> [Exercise instructions] Look below and pull out each line with the word "plate".

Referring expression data
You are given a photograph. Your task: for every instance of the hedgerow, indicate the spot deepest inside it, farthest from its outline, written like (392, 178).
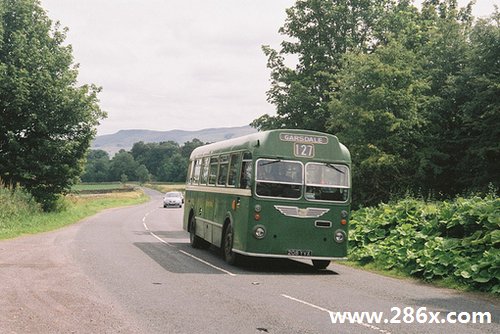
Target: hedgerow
(457, 240)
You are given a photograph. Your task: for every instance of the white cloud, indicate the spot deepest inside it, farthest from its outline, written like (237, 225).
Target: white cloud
(185, 64)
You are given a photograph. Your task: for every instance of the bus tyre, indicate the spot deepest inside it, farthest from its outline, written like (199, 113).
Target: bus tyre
(227, 246)
(194, 240)
(321, 264)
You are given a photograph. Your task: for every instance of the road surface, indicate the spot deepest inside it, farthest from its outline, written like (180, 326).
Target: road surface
(131, 270)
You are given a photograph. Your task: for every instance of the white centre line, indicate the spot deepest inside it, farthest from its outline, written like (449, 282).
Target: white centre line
(181, 251)
(380, 330)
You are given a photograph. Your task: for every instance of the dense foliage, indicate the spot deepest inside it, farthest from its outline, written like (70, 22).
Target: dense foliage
(457, 240)
(46, 121)
(413, 93)
(165, 161)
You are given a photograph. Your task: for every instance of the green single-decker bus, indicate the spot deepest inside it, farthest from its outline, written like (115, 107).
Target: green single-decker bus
(280, 194)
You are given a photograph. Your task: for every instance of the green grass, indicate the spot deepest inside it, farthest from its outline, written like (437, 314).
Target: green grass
(20, 215)
(101, 188)
(166, 187)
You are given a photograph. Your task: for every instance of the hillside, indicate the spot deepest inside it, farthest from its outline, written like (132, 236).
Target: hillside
(125, 139)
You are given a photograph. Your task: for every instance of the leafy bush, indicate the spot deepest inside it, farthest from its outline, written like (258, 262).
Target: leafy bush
(458, 240)
(15, 204)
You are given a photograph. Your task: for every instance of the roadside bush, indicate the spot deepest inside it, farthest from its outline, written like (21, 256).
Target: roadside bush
(457, 240)
(14, 205)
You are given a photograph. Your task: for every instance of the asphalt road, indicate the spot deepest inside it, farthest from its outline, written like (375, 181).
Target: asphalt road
(131, 270)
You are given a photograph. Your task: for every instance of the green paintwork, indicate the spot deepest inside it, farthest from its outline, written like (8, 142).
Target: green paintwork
(212, 205)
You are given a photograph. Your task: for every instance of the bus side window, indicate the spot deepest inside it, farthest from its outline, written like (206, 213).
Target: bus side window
(204, 170)
(223, 170)
(196, 170)
(246, 171)
(212, 174)
(233, 169)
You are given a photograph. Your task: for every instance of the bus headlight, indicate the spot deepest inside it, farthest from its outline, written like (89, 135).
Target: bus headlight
(259, 232)
(340, 236)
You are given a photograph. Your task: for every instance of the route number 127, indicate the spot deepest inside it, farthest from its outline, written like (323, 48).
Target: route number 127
(304, 150)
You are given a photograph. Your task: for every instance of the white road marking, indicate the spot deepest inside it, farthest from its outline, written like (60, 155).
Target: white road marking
(380, 330)
(207, 263)
(181, 251)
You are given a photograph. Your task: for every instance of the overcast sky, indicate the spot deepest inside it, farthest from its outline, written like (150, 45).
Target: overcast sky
(177, 64)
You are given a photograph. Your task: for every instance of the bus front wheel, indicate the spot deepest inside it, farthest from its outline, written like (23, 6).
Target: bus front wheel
(321, 264)
(227, 246)
(194, 240)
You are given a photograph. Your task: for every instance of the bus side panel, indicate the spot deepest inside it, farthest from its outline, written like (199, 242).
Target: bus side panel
(290, 234)
(241, 217)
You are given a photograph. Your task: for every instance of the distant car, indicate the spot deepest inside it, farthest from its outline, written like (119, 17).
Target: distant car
(173, 199)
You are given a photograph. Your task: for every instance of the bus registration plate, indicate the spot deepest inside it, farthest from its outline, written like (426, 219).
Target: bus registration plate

> [Output of the task]
You are given a photograph. Your task: for every instance of the bus registration plate, indicate the spot deepest inside it, farthest from its outline, written like (426, 219).
Target: bus registration plate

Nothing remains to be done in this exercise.